## DÉTAILS DE LA TÂCHE
Filtrez les données en recopiant chaque ligne qui contient la chaîne « target ».

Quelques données
§

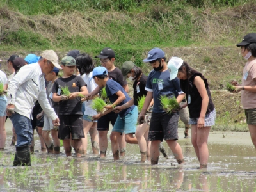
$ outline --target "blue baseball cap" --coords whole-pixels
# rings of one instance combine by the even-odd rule
[[[153,48],[151,49],[148,54],[147,59],[143,60],[143,62],[150,62],[152,61],[163,58],[165,57],[165,53],[160,48]]]
[[[25,61],[28,64],[35,63],[38,61],[40,57],[35,54],[29,54],[25,58]]]
[[[52,69],[52,72],[54,72],[54,73],[58,73],[59,71],[60,70],[56,67],[54,67]]]
[[[91,78],[90,78],[90,81],[91,81],[92,79],[95,76],[100,75],[108,75],[108,70],[105,67],[99,66],[94,68],[93,70],[92,71],[92,76]]]

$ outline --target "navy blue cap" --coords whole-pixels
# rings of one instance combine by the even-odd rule
[[[150,62],[152,61],[165,57],[165,53],[160,48],[153,48],[148,54],[148,57],[143,60],[143,62]]]

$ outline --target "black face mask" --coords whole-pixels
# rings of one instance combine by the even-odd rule
[[[158,66],[158,67],[153,67],[154,71],[159,71],[161,70],[163,68],[164,68],[164,64],[163,64],[162,66],[161,66],[161,63],[162,62],[160,63],[159,66]]]

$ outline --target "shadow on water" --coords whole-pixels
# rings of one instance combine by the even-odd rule
[[[184,138],[179,140],[186,162],[182,166],[170,150],[169,158],[161,156],[157,166],[140,163],[138,147],[128,144],[125,159],[114,161],[109,142],[106,159],[91,156],[91,148],[82,158],[67,158],[61,148],[58,155],[35,152],[31,167],[13,167],[15,148],[9,146],[9,132],[6,150],[0,152],[0,191],[256,191],[252,144],[241,145],[238,139],[229,142],[228,136],[223,141],[219,139],[221,134],[210,134],[209,166],[199,170],[191,141]],[[250,140],[250,135],[240,138]]]

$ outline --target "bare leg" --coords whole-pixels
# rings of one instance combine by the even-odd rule
[[[119,132],[119,134],[120,134]],[[125,136],[124,134],[122,135],[120,135],[117,137],[118,145],[119,145],[119,150],[120,153],[120,156],[122,157],[124,157],[125,156],[126,152],[126,142],[125,142]]]
[[[182,163],[184,162],[183,154],[180,145],[174,140],[167,140],[166,141],[178,163]]]
[[[6,117],[0,116],[0,149],[4,149],[6,132],[5,131],[5,120]]]
[[[108,148],[108,131],[98,131],[100,153],[100,158],[106,157]]]
[[[57,130],[51,130],[51,134],[53,140],[53,149],[54,150],[54,154],[60,154],[60,139],[58,138]]]
[[[256,148],[256,125],[248,125],[248,128],[252,143]]]
[[[159,145],[161,143],[160,140],[155,140],[151,141],[151,164],[157,164],[159,159],[160,152]]]
[[[119,160],[119,143],[118,140],[122,139],[122,136],[118,132],[112,131],[110,134],[110,140],[111,141],[111,148],[114,160]]]
[[[197,130],[196,125],[192,125],[192,144],[200,163],[200,168],[207,167],[209,158],[208,136],[211,127],[204,127]]]
[[[97,122],[94,122],[89,130],[89,134],[91,136],[91,143],[92,153],[93,155],[99,154],[99,136],[97,131]]]
[[[147,145],[144,134],[147,131],[148,131],[148,125],[143,124],[137,126],[136,132],[135,132],[135,136],[137,138],[140,154],[141,156],[141,162],[145,162],[147,159]]]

§

## RÉPONSE
$ outline --target "blue baseball cap" --coords whole-pixels
$ outline --target "navy blue cap" --coords whole-pixels
$ outline --target "black face mask" --coords whole-pixels
$ outline --target "shadow on water" --coords whole-pixels
$ outline --target "bare leg" --coords whole-pixels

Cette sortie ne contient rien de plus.